- [Given instruction]:
Pull out every line of the records below that contains the string "camouflage".

>> Start Material for the task

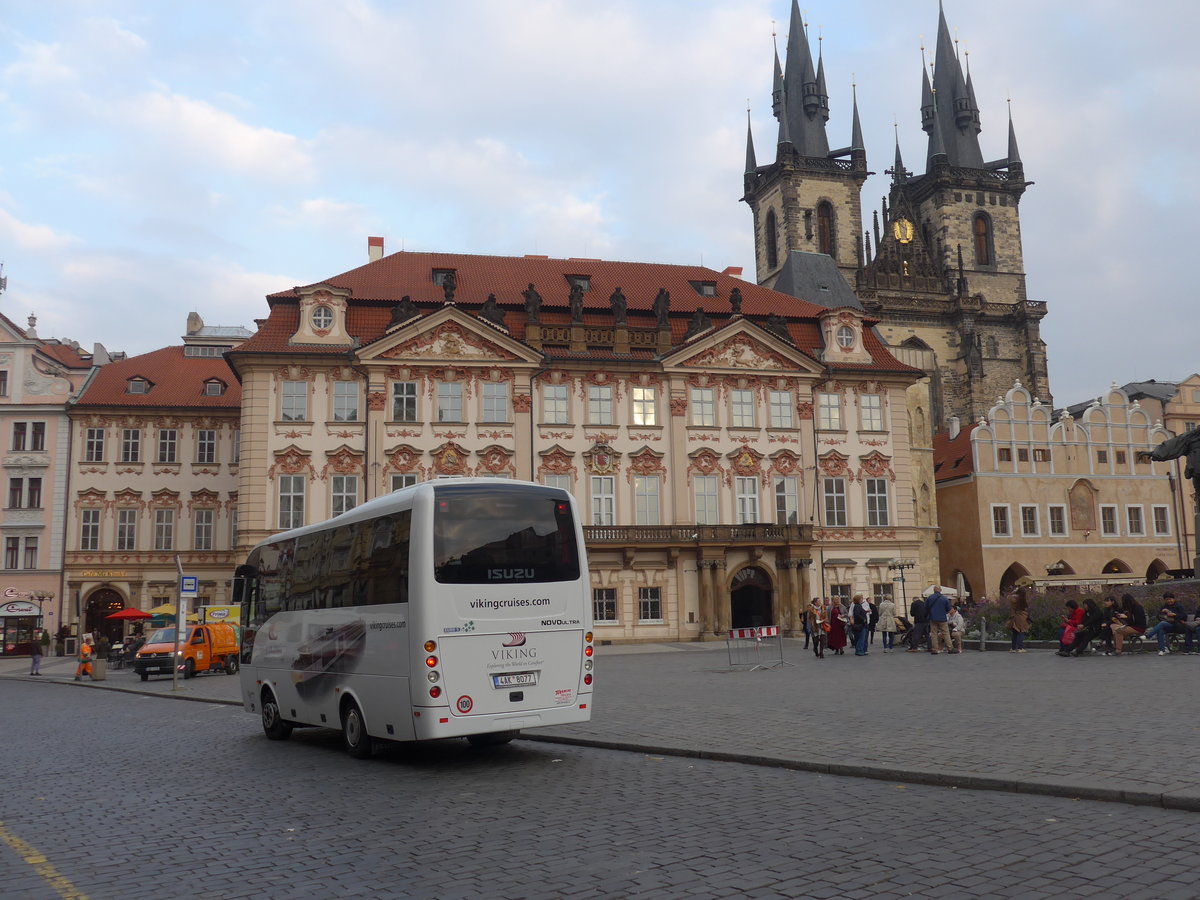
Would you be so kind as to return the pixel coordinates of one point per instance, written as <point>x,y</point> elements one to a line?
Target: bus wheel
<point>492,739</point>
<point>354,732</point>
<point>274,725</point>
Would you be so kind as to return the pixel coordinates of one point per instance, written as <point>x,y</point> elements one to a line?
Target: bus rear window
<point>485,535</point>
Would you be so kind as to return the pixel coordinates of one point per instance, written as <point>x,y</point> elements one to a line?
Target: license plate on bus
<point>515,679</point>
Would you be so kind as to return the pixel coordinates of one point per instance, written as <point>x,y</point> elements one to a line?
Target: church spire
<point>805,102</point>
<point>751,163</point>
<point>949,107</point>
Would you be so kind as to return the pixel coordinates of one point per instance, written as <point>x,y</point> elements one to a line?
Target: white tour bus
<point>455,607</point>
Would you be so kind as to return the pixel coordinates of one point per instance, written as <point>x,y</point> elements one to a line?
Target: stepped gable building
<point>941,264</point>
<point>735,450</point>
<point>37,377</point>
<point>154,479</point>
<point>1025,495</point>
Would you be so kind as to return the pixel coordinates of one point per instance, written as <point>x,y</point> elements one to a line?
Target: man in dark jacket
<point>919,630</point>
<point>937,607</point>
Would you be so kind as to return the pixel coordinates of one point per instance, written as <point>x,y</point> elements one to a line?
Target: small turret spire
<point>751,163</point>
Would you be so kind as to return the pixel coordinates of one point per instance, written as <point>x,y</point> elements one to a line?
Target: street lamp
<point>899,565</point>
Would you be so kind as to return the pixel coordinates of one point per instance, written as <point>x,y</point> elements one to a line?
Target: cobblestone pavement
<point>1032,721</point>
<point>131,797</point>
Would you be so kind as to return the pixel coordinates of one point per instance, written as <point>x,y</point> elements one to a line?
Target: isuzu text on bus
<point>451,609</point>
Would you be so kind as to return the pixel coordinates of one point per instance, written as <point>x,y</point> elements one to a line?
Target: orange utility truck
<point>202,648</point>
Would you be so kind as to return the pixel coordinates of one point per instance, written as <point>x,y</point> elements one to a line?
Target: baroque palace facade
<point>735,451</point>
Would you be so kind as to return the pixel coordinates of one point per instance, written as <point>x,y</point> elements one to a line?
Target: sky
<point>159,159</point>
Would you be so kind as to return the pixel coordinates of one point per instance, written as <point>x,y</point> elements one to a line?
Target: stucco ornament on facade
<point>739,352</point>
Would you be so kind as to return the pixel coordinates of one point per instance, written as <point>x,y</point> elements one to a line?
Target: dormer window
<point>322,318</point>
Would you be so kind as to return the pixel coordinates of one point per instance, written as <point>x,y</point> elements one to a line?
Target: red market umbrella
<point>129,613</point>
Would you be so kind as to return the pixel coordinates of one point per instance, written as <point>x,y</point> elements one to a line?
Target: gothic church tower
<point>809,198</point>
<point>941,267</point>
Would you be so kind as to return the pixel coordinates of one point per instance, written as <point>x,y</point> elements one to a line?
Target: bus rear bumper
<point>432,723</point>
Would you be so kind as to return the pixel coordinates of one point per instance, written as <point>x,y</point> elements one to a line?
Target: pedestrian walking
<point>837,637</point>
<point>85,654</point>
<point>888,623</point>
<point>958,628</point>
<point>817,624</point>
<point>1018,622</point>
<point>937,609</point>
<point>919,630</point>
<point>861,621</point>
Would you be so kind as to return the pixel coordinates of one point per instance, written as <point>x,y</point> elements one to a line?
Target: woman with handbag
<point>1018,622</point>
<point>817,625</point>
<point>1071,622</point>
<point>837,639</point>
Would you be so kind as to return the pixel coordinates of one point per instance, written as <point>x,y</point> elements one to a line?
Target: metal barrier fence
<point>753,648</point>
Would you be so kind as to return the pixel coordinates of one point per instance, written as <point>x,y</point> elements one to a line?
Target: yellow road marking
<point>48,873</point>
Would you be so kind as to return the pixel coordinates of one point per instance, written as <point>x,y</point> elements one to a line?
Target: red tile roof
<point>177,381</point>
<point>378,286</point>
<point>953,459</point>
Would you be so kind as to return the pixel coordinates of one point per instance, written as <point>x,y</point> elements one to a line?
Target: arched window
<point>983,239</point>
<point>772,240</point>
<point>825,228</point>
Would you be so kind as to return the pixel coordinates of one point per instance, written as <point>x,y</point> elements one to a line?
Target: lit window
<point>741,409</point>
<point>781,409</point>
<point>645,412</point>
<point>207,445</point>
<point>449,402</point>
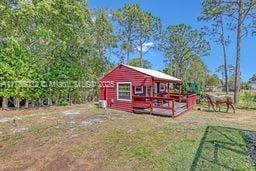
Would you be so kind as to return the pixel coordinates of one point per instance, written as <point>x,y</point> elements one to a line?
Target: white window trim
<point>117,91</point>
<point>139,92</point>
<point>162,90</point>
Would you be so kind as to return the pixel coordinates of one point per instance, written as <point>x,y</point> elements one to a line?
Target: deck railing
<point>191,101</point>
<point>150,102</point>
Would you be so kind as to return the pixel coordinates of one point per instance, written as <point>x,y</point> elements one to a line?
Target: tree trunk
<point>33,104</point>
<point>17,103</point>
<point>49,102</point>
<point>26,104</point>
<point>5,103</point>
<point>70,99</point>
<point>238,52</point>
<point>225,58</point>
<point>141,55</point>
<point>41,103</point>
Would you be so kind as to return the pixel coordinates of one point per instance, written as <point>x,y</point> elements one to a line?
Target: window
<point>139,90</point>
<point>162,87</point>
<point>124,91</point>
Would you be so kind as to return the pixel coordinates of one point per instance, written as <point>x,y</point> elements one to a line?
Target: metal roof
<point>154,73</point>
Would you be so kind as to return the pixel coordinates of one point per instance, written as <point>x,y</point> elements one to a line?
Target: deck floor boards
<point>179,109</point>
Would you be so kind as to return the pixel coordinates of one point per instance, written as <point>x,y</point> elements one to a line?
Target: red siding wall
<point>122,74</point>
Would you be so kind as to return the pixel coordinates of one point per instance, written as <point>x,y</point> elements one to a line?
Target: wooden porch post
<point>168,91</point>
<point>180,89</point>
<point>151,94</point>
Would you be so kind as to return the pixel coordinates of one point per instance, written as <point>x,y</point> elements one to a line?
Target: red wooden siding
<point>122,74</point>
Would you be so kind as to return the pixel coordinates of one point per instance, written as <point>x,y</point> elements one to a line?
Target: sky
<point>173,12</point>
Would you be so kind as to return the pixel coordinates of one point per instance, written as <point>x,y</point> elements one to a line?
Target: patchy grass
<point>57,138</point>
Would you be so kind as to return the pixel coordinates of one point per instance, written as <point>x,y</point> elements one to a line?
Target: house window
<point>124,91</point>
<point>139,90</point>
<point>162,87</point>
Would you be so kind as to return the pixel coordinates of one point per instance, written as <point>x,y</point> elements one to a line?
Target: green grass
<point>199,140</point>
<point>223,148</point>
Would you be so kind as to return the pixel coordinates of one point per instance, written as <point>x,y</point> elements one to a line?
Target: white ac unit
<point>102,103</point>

>> End Material for the task
>> Start Material for the task

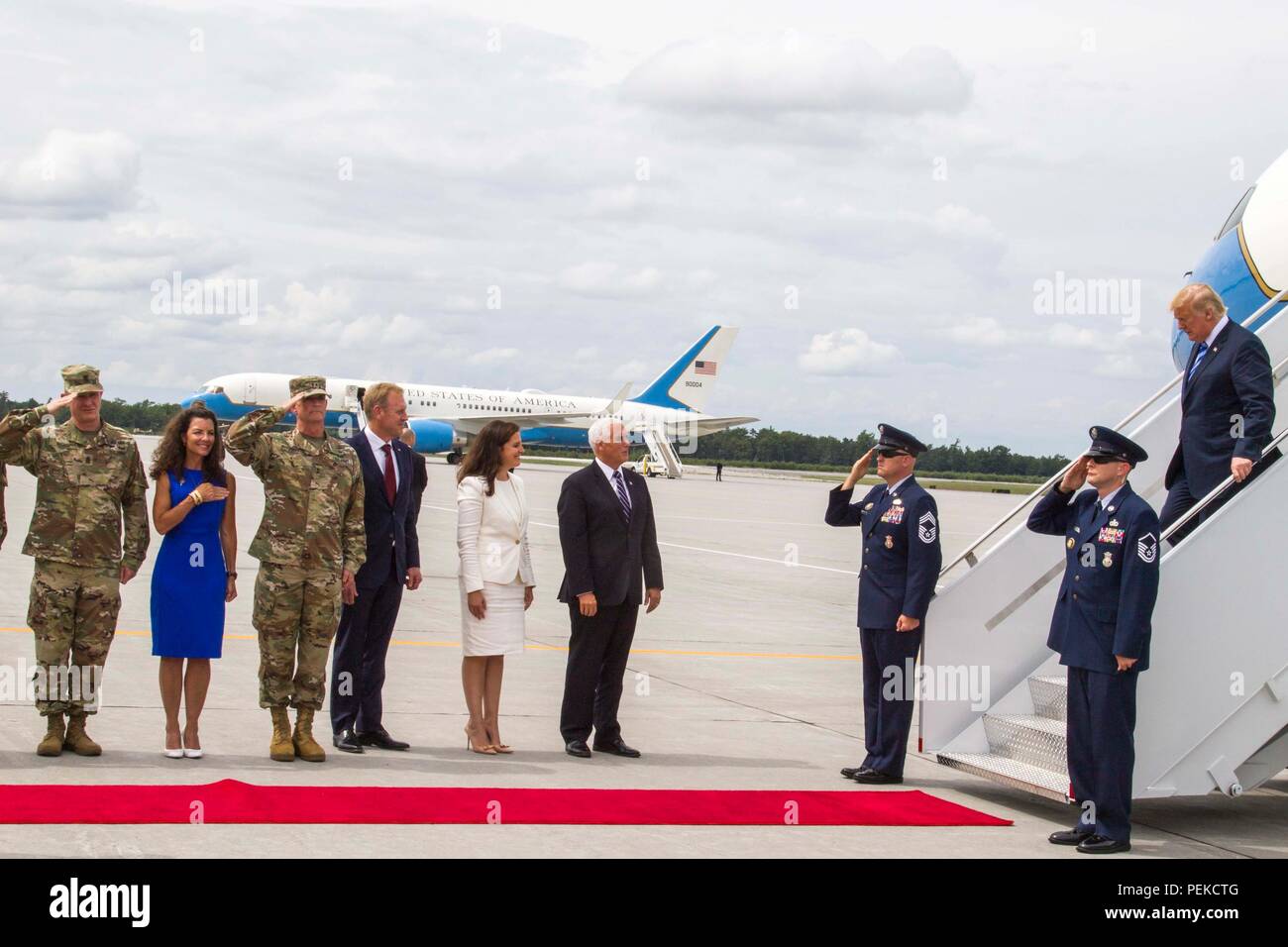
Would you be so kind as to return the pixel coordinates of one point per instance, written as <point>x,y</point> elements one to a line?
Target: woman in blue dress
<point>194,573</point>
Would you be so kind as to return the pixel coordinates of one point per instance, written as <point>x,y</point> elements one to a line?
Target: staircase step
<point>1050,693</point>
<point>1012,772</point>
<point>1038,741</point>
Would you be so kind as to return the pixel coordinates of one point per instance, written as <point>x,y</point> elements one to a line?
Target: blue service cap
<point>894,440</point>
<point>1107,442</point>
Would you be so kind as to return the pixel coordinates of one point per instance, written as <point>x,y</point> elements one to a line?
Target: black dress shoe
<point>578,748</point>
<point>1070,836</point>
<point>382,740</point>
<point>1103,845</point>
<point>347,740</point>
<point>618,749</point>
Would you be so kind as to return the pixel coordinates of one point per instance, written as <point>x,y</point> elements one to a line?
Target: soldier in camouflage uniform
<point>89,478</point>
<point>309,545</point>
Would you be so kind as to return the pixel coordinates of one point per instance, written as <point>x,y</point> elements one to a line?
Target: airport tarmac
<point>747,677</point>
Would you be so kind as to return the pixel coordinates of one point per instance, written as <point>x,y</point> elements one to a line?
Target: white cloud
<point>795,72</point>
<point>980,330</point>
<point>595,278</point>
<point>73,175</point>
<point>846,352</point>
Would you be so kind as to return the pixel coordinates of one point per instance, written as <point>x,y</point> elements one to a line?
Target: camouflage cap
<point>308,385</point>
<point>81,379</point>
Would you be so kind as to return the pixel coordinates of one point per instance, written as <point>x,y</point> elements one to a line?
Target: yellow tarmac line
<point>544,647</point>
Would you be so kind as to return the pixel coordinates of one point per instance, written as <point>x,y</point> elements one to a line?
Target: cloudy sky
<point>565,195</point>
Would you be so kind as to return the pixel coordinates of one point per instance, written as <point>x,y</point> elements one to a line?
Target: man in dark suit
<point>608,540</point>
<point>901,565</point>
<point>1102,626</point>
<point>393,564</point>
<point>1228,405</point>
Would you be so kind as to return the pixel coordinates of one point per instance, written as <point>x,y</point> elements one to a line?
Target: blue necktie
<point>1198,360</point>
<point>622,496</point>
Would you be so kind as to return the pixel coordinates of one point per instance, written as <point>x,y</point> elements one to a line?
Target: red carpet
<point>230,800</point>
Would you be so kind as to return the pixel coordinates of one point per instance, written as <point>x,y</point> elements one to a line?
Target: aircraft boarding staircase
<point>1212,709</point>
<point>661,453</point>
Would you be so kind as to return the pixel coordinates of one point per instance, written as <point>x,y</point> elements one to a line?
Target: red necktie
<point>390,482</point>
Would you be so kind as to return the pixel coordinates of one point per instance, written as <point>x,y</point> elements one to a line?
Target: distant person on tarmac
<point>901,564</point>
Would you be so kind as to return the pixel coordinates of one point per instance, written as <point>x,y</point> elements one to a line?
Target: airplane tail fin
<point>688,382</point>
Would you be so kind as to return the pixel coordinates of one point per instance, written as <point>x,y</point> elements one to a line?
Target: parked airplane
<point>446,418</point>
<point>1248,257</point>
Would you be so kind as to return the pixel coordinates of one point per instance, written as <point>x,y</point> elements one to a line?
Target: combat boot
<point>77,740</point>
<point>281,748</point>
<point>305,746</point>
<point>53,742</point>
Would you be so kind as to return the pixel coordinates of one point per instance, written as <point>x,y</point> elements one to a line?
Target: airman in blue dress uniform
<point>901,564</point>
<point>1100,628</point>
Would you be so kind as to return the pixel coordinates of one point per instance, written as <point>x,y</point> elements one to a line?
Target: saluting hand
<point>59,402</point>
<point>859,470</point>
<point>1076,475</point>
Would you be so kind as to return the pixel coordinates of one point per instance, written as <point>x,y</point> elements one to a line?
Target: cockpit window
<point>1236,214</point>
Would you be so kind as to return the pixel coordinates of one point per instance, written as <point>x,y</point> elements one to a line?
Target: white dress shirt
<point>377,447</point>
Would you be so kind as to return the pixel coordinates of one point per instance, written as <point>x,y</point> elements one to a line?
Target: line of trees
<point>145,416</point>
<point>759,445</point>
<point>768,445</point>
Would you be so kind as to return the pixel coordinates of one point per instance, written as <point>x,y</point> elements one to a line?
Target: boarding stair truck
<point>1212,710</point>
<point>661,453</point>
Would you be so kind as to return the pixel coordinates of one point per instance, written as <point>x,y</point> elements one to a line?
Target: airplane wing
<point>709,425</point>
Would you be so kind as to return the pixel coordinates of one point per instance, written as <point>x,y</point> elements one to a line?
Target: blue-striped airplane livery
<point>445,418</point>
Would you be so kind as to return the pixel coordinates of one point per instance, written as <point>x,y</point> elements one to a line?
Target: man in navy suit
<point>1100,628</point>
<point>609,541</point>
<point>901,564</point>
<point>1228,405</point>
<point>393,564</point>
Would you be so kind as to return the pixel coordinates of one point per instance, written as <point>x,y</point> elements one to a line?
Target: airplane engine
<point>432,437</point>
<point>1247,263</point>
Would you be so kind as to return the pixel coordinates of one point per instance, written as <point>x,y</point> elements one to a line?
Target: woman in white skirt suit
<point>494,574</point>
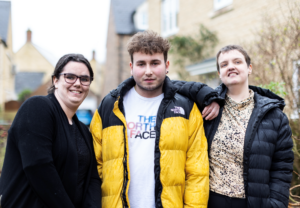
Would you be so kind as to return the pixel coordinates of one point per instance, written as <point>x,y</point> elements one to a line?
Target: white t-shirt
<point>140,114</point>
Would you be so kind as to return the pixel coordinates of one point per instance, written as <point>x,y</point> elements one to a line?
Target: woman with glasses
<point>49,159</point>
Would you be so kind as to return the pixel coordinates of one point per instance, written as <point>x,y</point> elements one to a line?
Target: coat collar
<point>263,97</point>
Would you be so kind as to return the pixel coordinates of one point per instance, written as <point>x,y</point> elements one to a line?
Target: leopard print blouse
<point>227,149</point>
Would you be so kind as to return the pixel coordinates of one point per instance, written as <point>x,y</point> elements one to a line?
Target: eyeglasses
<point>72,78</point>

>> End Material for the task

- [Written solution]:
Target: soldier in camouflage uniform
Target: camouflage cap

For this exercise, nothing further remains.